WRITTEN INSTRUCTION> In the records below, locate the line containing "Target: decorative vase"; output that line and every following line through the last, exactly.

begin EXTRACTED MATERIAL

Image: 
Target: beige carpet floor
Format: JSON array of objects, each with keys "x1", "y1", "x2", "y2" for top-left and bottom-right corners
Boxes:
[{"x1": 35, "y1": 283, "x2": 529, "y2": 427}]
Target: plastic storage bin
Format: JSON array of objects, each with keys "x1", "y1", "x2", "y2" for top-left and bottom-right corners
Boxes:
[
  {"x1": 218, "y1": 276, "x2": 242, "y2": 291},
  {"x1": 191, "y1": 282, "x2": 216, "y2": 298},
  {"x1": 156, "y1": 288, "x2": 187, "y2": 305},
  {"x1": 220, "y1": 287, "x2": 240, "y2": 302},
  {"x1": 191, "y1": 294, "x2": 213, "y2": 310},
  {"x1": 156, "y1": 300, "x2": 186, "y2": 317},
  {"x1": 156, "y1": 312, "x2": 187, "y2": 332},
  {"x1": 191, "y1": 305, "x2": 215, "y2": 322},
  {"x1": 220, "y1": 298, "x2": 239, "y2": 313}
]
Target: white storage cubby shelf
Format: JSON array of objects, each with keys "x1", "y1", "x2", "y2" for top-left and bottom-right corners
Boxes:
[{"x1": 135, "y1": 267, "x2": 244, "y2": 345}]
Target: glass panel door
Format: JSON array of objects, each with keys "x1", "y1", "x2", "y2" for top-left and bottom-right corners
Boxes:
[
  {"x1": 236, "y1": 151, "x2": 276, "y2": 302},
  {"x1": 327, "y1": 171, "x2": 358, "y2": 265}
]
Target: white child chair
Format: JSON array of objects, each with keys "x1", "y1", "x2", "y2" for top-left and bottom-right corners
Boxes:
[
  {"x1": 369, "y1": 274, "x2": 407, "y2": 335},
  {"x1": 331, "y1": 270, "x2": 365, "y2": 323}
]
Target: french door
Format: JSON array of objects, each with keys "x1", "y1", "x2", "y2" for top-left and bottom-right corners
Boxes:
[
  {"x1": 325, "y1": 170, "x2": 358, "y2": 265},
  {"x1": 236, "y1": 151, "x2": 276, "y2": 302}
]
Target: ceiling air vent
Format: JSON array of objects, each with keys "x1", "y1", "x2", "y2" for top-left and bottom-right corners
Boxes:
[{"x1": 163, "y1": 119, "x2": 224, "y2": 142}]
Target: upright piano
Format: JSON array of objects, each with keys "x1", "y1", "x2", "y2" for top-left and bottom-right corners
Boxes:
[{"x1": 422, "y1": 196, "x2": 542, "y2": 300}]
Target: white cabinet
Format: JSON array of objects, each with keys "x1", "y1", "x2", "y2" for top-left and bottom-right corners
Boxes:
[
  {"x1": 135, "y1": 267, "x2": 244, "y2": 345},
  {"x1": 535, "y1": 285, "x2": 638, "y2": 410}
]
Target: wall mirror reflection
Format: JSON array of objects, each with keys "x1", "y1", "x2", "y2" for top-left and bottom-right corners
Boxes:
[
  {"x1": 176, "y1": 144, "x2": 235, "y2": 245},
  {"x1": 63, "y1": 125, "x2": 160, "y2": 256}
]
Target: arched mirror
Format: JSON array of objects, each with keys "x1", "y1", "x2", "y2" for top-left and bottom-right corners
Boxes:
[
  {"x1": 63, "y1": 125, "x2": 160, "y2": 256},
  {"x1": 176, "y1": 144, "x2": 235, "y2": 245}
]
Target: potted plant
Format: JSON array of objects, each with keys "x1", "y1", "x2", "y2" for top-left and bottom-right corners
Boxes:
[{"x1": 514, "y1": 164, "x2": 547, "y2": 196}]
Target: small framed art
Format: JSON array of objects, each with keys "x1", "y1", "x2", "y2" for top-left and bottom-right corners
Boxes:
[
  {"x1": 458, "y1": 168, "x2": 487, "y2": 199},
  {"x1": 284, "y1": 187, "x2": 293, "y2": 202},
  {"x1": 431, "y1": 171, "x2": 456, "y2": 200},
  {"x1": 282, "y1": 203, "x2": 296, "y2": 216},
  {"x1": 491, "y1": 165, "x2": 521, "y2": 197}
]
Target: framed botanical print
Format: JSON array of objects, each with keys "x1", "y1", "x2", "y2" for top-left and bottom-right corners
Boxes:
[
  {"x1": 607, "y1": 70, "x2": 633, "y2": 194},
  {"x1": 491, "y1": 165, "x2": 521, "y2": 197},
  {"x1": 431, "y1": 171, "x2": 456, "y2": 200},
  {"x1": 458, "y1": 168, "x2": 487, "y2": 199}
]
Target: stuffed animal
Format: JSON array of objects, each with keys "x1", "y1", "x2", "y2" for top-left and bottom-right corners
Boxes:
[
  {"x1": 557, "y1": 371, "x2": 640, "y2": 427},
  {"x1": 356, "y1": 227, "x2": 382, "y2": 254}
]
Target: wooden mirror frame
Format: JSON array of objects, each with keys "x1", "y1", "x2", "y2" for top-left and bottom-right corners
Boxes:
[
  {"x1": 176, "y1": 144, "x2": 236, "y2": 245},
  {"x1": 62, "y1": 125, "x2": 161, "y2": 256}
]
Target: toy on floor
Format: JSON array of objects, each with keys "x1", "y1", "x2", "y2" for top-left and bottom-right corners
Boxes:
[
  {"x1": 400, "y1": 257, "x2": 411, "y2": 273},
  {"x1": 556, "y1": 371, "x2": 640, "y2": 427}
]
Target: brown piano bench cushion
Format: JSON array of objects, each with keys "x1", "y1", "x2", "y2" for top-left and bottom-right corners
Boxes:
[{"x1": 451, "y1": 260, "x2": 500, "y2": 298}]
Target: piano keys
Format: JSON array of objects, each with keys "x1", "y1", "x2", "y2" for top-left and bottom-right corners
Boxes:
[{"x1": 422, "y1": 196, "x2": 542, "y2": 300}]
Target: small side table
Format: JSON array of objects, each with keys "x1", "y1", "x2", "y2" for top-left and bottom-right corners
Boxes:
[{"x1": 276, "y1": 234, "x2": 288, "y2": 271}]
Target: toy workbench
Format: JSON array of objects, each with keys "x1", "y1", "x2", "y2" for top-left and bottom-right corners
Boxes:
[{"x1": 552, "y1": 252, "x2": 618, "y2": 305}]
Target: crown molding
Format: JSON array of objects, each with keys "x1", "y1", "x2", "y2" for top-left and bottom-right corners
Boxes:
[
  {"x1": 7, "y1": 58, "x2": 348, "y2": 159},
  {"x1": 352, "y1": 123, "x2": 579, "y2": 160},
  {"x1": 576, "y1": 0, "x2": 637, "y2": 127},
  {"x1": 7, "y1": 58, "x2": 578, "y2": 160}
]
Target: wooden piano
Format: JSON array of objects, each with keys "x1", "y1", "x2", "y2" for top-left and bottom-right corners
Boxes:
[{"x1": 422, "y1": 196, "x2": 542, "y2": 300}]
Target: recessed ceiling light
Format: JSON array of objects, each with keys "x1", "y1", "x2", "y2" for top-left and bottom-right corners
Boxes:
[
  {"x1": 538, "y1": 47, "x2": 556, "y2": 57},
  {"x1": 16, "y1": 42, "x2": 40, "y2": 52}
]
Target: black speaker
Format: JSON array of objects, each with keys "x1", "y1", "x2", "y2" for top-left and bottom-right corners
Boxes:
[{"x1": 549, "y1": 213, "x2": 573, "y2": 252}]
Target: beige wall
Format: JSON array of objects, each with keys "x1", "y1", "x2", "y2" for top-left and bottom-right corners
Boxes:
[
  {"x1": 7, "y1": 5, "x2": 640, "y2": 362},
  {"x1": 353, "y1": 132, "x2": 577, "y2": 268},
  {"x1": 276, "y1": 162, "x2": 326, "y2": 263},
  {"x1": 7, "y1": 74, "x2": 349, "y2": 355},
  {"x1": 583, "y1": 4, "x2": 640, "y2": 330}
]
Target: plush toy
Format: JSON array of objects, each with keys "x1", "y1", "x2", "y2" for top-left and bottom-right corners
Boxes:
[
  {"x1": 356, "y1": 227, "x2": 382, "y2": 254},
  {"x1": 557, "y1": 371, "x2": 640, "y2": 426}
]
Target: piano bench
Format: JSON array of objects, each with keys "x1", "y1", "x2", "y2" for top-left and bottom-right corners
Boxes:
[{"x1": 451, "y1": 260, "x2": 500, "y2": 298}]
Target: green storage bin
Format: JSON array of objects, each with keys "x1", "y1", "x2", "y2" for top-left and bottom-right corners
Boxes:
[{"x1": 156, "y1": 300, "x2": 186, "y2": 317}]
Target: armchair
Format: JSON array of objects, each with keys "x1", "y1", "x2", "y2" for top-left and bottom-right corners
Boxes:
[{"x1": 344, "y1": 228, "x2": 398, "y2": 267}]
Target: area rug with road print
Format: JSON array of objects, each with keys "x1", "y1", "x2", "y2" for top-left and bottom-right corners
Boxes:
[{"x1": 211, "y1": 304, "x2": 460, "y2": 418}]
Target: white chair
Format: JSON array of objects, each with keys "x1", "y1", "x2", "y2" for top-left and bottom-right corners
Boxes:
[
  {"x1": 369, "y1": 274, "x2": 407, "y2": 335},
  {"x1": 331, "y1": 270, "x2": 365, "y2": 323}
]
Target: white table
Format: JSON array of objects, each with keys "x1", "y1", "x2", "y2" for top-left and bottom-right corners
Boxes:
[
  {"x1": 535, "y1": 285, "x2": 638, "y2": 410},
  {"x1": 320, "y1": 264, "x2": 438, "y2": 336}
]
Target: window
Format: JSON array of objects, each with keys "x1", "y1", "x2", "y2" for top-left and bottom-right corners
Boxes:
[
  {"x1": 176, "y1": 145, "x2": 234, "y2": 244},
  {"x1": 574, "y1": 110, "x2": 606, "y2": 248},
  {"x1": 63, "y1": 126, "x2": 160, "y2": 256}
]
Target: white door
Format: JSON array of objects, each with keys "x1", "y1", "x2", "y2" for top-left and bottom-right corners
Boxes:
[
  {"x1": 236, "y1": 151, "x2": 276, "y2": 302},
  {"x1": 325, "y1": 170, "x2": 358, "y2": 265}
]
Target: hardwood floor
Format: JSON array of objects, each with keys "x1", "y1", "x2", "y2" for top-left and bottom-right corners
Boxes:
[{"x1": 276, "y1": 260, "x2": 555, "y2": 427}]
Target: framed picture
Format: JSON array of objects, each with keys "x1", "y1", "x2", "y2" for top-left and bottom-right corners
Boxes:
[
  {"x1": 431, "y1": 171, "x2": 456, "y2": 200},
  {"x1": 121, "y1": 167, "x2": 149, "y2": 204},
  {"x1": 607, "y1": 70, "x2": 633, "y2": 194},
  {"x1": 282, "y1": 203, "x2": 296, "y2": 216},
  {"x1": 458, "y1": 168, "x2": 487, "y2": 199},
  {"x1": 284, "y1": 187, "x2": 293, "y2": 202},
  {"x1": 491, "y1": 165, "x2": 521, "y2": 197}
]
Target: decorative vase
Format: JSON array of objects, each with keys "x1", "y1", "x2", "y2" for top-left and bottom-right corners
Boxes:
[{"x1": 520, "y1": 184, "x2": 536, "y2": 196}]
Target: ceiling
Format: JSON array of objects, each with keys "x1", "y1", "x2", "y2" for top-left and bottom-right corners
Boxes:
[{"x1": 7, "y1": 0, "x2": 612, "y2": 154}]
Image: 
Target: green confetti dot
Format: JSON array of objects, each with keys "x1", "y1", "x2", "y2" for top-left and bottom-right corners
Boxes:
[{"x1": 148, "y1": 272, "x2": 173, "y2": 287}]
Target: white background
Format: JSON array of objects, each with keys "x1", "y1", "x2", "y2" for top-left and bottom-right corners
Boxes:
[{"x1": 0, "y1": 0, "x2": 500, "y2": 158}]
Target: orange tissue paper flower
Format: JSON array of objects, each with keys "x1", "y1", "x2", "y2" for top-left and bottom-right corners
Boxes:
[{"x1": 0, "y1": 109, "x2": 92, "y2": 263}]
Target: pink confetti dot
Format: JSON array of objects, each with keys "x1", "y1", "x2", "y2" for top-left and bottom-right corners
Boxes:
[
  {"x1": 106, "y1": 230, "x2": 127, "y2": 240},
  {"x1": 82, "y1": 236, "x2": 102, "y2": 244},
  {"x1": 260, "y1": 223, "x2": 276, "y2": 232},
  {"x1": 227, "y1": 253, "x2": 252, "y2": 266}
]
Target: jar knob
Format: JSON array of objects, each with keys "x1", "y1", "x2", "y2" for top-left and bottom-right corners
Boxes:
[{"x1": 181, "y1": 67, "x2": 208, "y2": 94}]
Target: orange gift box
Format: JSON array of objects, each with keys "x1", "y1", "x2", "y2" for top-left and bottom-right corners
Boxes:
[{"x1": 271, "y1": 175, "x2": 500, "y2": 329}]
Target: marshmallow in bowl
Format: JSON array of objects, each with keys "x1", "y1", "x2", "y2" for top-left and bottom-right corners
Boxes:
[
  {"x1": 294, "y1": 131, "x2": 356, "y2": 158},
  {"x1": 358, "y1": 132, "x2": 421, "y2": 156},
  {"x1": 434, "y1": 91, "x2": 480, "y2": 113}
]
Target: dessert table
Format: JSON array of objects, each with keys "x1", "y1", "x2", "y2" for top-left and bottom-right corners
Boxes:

end EXTRACTED MATERIAL

SOLUTION TO THIS EXERCISE>
Target: decorative vase
Format: JSON array of objects, each with keys "x1", "y1", "x2", "y2" for top-left and bottom-right corners
Boxes:
[{"x1": 520, "y1": 184, "x2": 536, "y2": 196}]
Target: ceiling
Format: JSON array of objects, each with keys "x1", "y1", "x2", "y2" for top-left and bottom-right corners
Boxes:
[{"x1": 7, "y1": 0, "x2": 612, "y2": 154}]
Image: 
Target: green confetti dot
Format: JSON array of objects, each with keys "x1", "y1", "x2", "y2" for top-left and bottom-right corners
Boxes:
[{"x1": 148, "y1": 272, "x2": 173, "y2": 287}]
Target: white background
Format: JSON array of objects, each with keys "x1", "y1", "x2", "y2" for top-left and bottom-right corners
Boxes:
[{"x1": 0, "y1": 0, "x2": 500, "y2": 158}]
Target: orange tissue paper flower
Format: JSON array of objects, each with keys "x1", "y1", "x2", "y2" for top-left and bottom-right corners
Boxes:
[{"x1": 0, "y1": 109, "x2": 92, "y2": 263}]
Target: pink confetti dot
Format: JSON array of objects, each with keys "x1", "y1", "x2", "y2" for top-left and bottom-right corners
Boxes:
[
  {"x1": 106, "y1": 230, "x2": 127, "y2": 240},
  {"x1": 82, "y1": 236, "x2": 102, "y2": 244},
  {"x1": 260, "y1": 223, "x2": 276, "y2": 232},
  {"x1": 227, "y1": 253, "x2": 252, "y2": 266}
]
Target: jar knob
Format: JSON array of objects, each with keys "x1", "y1", "x2", "y2" for top-left and bottom-right corners
Boxes:
[{"x1": 181, "y1": 67, "x2": 208, "y2": 94}]
Target: orange gift box
Format: JSON array of objects, each with keys "x1", "y1", "x2", "y2" for top-left and bottom-right corners
Boxes:
[{"x1": 271, "y1": 175, "x2": 500, "y2": 329}]
Target: marshmallow in bowl
Format: JSON array of objects, each with keys "x1", "y1", "x2", "y2" for top-left and bottom-right corners
Boxes:
[
  {"x1": 294, "y1": 131, "x2": 356, "y2": 158},
  {"x1": 358, "y1": 132, "x2": 421, "y2": 156},
  {"x1": 434, "y1": 91, "x2": 480, "y2": 113}
]
Target: dessert table
Format: JSON array of objects, each with keys "x1", "y1", "x2", "y2" for top-left and bottom-right corners
Boxes:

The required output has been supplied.